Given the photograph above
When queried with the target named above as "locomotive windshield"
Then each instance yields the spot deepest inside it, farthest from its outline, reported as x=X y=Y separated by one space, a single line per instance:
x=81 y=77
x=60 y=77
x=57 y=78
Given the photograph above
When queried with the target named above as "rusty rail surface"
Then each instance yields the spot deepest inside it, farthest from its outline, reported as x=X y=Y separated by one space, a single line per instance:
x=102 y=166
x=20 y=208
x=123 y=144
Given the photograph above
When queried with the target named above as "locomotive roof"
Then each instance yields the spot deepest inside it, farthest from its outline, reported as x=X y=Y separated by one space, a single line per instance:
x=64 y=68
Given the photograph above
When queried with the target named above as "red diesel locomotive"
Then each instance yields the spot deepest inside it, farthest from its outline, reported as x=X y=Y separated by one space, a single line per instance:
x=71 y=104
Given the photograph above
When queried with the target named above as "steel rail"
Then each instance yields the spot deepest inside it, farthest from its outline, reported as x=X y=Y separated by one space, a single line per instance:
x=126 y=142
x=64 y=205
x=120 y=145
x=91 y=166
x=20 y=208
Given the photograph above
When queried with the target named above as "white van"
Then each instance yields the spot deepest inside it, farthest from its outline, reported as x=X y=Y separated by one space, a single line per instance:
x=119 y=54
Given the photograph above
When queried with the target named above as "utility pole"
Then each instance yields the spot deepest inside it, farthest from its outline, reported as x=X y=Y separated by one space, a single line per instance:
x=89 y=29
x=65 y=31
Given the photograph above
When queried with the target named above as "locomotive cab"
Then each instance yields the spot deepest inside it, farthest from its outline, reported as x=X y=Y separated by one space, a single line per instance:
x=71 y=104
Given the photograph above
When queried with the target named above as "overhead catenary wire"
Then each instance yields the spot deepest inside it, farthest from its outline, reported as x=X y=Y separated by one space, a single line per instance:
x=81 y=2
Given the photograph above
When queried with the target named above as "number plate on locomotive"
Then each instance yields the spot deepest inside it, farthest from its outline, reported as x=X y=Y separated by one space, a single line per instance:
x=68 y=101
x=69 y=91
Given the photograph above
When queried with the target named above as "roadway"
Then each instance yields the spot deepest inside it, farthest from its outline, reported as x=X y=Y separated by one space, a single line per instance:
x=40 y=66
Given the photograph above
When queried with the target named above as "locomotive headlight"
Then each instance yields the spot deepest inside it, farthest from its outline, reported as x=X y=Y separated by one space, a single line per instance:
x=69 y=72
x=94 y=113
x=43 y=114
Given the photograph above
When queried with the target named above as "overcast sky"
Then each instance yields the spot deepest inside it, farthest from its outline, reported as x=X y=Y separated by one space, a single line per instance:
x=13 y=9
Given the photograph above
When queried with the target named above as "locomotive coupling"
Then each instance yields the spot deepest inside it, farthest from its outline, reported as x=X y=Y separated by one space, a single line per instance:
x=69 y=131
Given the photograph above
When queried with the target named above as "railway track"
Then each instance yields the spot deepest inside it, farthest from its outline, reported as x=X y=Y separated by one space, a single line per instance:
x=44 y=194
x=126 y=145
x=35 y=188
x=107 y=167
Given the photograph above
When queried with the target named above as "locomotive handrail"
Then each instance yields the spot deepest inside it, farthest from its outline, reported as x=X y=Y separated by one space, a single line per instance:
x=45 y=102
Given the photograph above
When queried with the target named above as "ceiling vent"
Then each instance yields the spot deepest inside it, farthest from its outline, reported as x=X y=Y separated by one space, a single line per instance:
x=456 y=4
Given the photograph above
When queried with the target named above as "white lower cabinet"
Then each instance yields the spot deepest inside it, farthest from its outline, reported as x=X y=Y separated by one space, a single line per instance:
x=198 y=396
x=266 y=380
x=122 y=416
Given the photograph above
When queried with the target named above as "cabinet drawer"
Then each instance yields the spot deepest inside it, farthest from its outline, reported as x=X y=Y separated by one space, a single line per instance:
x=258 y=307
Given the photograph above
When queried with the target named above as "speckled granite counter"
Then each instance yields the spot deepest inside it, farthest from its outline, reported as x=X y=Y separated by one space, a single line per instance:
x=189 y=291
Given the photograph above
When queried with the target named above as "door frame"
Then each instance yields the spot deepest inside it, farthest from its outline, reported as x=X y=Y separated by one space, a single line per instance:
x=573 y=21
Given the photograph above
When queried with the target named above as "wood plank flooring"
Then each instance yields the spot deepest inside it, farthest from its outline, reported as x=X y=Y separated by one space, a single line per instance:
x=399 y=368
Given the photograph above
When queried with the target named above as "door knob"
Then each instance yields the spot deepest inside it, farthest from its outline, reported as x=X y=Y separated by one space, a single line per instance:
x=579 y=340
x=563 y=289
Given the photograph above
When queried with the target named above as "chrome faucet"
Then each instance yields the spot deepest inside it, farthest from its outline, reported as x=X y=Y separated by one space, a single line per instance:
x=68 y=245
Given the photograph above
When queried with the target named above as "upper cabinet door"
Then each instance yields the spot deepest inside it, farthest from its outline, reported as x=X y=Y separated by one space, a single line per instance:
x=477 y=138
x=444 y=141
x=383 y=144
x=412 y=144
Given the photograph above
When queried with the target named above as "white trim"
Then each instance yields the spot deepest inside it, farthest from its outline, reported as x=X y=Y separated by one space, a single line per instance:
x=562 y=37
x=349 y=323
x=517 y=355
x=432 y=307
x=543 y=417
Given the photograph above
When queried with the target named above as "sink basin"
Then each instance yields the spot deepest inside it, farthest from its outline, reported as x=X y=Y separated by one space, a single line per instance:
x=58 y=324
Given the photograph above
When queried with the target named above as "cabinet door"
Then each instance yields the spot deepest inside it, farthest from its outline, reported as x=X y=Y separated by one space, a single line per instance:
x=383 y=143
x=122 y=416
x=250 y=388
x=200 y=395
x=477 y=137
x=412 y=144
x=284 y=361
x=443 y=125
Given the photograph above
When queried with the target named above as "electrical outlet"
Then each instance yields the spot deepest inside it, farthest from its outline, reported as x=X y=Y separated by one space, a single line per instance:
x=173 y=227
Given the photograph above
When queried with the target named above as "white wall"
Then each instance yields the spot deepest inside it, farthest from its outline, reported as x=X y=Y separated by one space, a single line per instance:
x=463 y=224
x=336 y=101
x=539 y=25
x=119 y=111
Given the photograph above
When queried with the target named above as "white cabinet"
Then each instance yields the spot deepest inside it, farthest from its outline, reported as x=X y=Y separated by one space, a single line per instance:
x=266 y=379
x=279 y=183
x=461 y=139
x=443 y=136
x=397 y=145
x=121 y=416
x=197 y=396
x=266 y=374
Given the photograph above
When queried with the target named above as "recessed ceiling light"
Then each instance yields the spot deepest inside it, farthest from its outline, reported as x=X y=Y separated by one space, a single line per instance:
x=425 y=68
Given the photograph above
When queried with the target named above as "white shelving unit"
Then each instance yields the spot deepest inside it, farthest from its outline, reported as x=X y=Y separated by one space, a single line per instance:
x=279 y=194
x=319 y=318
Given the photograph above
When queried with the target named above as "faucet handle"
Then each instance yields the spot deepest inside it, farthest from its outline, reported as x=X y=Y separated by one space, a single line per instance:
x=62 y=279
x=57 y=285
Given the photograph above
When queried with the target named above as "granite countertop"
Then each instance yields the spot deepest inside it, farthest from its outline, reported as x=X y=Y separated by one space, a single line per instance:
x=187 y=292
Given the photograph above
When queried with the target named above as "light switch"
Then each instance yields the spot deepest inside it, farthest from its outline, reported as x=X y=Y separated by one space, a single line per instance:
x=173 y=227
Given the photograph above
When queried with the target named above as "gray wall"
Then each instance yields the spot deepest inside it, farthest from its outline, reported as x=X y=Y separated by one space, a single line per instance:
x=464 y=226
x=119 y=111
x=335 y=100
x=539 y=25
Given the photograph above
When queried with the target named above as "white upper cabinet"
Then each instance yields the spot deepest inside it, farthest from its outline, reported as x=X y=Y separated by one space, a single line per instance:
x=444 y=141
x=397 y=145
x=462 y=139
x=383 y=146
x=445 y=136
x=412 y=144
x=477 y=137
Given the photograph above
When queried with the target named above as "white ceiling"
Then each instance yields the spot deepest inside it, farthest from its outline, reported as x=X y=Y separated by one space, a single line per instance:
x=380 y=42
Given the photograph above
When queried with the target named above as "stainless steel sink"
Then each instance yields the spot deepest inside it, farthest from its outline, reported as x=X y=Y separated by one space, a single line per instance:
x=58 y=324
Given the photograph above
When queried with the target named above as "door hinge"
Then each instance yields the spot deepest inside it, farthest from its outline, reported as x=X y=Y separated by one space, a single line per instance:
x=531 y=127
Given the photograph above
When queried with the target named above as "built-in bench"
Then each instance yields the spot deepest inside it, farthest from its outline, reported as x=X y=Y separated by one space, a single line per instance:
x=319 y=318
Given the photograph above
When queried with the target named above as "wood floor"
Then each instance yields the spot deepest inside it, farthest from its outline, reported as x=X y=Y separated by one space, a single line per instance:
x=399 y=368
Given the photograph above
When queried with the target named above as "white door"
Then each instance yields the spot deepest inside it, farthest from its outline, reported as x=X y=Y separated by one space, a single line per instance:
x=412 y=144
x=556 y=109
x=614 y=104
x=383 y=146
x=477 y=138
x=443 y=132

┄┄┄┄┄┄

(EXERCISE DESCRIPTION)
Reproduce, word for word, every line from the start of the records through the line holding "x=123 y=144", inclusive.

(RESPONSE FOR THIS EXERCISE)
Given the photograph above
When queried with the target named above as "locomotive windshield"
Then each instance yields the spot deepest inside it, farthest from its outline, reported as x=X y=Y separated by one space, a single line per instance:
x=81 y=77
x=60 y=77
x=57 y=78
Given the photograph above
When queried with the target named above as "rusty rail surface"
Then each instance yields the spot deepest inside it, farthest from its outline, reported as x=X y=Y separated by one space, a single line per instance:
x=102 y=166
x=20 y=208
x=123 y=144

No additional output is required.